## Aufgabe A
Welche Funktion hatte Dr. Günter Drange laut dem nachfolgenden Text zum Untersuchungsausschuss von August 2016 bis März 2018 inne?

1. Untersuchungsausschuss

Wie es zur Abschiebung des Tunesiers Bilel ben Ammar kam

Abbildung von Sicherheitssperre am Berliner Breitscheidplatz

In der Geschichte des Anschlags auf den Weihnachtsmarkt an der Berliner Gedächtniskirche spielt Ben Ammar eine geheimnisumwitterte Rolle. (© picture alliance/chromorange)

Ein Beamter aus dem Bundesinnenministerium hat dem 1. Untersuchungsausschuss („Breitscheidplatz“) unter Vorsitz von Klaus-Dieter Gröhler (CDU/CSU) die Entscheidungsfindung in seinem Haus geschildert, die der umstrittenen Abschiebung des Tunesiers Bilel ben Ammar Anfang 2017 voranging. „Wir haben uns das nicht leicht gemacht“, betonte Regierungsdirektor Dr. Günter Drange in seiner Vernehmung am Donnerstag, 17. Oktober 2019. Der heute 43-jährige Zeuge war von August 2016 bis März 2018 persönlicher Referent der damaligen Innenstaatssekretärin Dr. Emily Haber, die sich persönlich dafür eingesetzt hatte, Ben Ammar außer Landes zu schaffen.

## Aufgabe B
Gib jede Zeile der Datensätze zurück, in der die Zeichenfolge „black“ vorkommt.

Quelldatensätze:
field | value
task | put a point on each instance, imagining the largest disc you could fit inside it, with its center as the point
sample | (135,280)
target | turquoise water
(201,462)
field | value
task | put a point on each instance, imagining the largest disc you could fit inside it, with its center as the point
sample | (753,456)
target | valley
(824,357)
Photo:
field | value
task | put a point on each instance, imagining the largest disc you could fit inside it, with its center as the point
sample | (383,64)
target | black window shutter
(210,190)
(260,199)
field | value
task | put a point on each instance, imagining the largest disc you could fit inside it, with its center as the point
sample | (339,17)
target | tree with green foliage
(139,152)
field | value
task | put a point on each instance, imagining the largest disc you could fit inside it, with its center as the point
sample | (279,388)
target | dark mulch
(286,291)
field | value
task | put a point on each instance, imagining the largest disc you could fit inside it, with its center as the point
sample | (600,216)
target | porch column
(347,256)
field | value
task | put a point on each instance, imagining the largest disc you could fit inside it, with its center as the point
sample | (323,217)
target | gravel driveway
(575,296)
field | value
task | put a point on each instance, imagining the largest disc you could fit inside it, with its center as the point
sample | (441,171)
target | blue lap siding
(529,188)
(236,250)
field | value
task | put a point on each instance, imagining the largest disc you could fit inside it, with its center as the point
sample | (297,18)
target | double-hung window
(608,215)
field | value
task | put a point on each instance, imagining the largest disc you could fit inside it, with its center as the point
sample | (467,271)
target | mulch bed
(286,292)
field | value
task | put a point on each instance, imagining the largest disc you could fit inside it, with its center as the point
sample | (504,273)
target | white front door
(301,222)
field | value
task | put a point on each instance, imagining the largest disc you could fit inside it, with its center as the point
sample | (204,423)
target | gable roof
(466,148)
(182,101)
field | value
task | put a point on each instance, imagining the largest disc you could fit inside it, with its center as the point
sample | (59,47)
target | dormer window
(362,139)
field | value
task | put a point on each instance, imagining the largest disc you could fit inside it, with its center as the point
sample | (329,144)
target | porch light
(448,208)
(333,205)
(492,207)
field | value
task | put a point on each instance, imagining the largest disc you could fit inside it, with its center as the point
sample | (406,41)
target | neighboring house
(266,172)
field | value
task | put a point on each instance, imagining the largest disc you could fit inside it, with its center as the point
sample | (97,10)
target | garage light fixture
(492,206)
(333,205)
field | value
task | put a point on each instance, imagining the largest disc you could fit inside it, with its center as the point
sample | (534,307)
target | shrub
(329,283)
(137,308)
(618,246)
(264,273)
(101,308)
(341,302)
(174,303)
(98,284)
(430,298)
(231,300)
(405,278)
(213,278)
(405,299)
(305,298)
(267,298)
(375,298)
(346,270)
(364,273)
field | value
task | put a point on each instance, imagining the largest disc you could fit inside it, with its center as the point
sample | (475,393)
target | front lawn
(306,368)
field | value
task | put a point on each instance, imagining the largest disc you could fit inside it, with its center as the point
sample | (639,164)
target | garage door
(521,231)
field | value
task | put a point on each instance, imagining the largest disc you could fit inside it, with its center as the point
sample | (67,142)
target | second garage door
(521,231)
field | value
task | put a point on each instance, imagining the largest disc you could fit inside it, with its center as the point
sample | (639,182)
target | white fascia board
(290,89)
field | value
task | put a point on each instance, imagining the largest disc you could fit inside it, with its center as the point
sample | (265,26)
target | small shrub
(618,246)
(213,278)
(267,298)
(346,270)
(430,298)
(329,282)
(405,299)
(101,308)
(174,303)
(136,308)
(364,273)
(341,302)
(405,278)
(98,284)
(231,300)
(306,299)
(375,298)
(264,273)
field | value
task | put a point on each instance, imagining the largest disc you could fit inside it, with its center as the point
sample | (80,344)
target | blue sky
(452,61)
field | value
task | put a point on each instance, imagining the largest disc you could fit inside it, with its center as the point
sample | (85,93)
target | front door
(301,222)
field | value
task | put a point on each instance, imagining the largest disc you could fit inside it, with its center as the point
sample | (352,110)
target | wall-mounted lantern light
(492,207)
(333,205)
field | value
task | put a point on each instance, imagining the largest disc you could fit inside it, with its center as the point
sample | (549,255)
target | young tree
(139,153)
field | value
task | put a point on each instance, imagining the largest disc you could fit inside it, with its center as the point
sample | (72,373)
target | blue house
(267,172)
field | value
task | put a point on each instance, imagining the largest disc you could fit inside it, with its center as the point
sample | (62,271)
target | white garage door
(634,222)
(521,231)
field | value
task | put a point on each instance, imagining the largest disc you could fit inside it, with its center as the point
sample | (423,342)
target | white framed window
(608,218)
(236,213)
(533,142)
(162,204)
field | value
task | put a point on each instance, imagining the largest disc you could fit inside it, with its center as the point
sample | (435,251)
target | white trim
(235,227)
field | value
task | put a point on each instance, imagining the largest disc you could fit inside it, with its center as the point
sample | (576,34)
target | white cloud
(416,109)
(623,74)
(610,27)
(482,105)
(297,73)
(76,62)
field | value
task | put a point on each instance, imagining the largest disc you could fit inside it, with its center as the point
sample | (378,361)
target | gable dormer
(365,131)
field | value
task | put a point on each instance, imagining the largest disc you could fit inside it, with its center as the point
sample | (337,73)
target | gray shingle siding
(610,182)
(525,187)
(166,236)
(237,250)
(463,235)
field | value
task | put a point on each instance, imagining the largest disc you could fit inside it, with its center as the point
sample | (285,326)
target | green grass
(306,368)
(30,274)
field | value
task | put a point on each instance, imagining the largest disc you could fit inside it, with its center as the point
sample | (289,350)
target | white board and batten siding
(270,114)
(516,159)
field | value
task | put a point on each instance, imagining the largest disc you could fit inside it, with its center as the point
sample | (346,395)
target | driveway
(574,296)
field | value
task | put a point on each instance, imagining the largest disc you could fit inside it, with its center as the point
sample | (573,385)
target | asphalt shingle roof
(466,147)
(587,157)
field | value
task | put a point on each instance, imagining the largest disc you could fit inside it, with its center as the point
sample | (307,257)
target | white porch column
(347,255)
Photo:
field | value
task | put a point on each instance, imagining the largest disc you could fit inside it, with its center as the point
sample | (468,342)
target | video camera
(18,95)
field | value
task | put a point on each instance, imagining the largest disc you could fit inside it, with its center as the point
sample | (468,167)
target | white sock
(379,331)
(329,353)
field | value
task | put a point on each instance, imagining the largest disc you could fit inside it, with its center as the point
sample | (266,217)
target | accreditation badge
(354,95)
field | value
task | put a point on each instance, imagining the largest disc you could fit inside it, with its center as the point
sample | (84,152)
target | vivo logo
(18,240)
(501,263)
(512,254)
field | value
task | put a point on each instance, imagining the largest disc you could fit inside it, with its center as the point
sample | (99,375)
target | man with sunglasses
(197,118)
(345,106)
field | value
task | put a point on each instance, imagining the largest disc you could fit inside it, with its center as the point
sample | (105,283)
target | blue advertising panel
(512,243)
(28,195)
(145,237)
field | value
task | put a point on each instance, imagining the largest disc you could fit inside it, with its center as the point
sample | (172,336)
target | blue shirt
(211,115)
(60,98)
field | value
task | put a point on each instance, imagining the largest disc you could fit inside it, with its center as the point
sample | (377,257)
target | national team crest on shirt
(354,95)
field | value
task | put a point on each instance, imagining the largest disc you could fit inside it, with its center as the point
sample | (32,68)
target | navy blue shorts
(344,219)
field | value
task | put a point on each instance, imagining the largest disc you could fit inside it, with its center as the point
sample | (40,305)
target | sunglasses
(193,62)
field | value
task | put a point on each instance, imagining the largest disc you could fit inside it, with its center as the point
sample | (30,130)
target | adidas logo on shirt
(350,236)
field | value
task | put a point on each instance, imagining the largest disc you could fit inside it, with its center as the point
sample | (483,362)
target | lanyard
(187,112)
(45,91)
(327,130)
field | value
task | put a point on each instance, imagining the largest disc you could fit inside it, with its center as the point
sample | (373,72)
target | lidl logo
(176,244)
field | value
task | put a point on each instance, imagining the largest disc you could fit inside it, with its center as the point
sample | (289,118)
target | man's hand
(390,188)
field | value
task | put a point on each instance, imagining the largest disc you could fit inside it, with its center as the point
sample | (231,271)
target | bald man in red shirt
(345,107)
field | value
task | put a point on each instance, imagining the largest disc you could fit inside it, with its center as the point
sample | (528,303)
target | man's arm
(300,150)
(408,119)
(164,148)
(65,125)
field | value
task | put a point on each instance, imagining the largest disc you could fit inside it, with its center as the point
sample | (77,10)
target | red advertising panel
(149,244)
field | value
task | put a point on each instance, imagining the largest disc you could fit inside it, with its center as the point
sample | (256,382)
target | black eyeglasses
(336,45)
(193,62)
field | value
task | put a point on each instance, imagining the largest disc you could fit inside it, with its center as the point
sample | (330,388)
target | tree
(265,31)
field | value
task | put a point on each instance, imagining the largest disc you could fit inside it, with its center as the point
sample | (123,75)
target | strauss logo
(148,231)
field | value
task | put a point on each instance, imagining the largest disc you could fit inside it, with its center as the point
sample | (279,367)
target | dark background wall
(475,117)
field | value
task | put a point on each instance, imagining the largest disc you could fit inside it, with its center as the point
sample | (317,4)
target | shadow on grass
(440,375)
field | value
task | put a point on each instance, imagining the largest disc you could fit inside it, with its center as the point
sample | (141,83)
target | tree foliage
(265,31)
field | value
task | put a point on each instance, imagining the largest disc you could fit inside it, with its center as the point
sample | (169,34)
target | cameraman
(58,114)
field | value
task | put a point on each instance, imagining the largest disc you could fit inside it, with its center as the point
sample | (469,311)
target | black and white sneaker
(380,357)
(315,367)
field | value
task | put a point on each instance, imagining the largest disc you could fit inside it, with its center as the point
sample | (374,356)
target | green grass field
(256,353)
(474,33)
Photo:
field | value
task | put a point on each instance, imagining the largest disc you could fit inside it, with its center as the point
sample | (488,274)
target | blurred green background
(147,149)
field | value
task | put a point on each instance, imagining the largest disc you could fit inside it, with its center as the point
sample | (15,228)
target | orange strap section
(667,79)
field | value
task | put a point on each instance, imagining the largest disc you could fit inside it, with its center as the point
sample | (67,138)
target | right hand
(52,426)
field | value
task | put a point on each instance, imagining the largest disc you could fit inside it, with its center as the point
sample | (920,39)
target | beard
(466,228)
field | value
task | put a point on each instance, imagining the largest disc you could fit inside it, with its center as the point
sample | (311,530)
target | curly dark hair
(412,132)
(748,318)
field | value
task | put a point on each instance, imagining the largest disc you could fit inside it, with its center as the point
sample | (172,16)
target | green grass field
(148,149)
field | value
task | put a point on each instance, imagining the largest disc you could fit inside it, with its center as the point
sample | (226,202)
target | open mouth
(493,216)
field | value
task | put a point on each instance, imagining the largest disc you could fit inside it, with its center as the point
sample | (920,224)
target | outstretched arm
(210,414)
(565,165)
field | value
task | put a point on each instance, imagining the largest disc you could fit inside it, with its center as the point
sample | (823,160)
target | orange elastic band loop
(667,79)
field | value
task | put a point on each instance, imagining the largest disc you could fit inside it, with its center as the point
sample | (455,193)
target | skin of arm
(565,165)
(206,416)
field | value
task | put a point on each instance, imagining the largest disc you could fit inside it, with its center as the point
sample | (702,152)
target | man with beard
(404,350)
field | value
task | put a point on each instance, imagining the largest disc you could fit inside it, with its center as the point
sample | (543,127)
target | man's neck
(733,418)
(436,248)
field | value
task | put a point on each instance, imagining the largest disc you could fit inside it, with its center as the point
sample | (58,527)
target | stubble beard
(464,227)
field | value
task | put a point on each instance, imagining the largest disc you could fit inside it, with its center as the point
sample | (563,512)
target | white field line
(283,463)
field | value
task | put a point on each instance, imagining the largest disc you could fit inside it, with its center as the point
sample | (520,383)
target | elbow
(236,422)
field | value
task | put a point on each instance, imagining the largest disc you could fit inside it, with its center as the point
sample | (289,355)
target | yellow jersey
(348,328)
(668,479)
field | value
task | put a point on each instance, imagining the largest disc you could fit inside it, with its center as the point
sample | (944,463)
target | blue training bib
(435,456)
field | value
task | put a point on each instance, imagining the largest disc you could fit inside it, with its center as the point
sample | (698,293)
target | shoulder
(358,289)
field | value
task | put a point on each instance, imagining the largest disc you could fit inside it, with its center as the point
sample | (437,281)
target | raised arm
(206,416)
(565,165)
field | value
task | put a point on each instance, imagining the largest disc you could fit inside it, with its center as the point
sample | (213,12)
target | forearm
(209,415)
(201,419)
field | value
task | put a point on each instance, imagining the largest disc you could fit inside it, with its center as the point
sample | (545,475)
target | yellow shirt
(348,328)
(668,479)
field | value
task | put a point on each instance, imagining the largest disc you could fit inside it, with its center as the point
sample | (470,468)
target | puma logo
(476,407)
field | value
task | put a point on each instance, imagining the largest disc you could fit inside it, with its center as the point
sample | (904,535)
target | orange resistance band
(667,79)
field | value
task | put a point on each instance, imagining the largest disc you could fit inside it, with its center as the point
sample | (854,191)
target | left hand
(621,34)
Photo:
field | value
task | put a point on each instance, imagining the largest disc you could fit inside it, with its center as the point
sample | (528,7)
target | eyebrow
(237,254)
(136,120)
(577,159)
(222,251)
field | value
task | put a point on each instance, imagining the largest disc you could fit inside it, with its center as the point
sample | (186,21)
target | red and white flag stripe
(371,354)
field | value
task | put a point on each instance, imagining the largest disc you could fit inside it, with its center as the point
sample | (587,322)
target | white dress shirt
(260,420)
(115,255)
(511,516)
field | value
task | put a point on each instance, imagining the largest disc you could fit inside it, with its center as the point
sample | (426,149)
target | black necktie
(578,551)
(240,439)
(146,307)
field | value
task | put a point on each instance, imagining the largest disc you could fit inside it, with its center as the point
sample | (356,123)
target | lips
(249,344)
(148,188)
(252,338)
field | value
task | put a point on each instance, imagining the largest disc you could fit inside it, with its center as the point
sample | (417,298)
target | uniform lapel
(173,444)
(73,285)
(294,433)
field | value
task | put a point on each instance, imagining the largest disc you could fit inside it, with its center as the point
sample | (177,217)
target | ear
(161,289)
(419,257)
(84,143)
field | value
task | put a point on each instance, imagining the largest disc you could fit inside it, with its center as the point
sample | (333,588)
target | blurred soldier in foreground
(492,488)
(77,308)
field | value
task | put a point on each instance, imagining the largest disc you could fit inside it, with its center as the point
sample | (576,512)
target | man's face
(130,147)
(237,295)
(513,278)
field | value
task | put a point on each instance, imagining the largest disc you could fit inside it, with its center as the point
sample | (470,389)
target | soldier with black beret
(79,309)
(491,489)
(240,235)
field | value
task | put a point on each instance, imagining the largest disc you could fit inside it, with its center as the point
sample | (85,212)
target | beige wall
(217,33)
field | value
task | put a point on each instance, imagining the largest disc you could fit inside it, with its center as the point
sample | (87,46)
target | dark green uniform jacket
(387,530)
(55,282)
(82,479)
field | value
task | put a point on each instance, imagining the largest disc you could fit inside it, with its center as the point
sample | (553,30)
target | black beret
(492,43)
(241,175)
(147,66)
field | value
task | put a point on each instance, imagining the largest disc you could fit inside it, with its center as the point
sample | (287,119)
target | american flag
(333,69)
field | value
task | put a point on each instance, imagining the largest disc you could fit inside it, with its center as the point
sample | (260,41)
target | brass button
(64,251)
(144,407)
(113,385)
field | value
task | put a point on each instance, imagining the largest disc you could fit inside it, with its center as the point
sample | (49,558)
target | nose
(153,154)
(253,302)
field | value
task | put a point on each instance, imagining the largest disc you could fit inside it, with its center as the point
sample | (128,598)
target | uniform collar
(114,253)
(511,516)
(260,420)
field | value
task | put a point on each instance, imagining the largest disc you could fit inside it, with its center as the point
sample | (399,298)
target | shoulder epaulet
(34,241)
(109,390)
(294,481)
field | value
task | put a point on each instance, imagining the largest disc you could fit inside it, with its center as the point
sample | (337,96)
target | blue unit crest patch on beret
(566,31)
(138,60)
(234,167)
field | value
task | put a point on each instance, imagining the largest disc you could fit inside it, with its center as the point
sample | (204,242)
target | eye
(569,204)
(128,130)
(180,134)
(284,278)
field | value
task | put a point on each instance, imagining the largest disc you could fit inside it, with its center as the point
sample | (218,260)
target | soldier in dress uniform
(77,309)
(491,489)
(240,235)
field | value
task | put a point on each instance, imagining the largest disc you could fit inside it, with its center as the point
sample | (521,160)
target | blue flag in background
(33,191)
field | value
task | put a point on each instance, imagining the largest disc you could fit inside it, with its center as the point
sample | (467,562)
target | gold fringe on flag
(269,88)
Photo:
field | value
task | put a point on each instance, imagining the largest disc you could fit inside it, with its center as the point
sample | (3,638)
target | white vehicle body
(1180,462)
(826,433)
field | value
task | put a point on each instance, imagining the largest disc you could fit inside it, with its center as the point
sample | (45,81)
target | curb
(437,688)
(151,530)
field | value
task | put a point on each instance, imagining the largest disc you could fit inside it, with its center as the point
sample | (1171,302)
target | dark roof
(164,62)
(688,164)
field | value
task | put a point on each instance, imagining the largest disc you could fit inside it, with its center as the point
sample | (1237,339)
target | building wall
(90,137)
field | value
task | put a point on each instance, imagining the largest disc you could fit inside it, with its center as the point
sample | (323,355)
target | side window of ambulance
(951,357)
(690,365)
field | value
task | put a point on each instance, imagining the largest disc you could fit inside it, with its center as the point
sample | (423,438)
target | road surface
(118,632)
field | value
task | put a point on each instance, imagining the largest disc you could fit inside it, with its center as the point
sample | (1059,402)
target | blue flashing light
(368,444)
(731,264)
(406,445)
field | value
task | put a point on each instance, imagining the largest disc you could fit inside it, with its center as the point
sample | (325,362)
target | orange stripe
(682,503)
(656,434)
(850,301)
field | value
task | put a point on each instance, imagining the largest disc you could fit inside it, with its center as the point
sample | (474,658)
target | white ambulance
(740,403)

## Vollständige Ausgabe A
Er war persönlicher Referent der damaligen Innenstaatssekretärin Dr. Emily Haber.

## Vollständige Ausgabe B
target | black window shutter
target | black eyeglasses
target | black and white sneaker
target | black necktie
target | soldier with black beret
target | black beret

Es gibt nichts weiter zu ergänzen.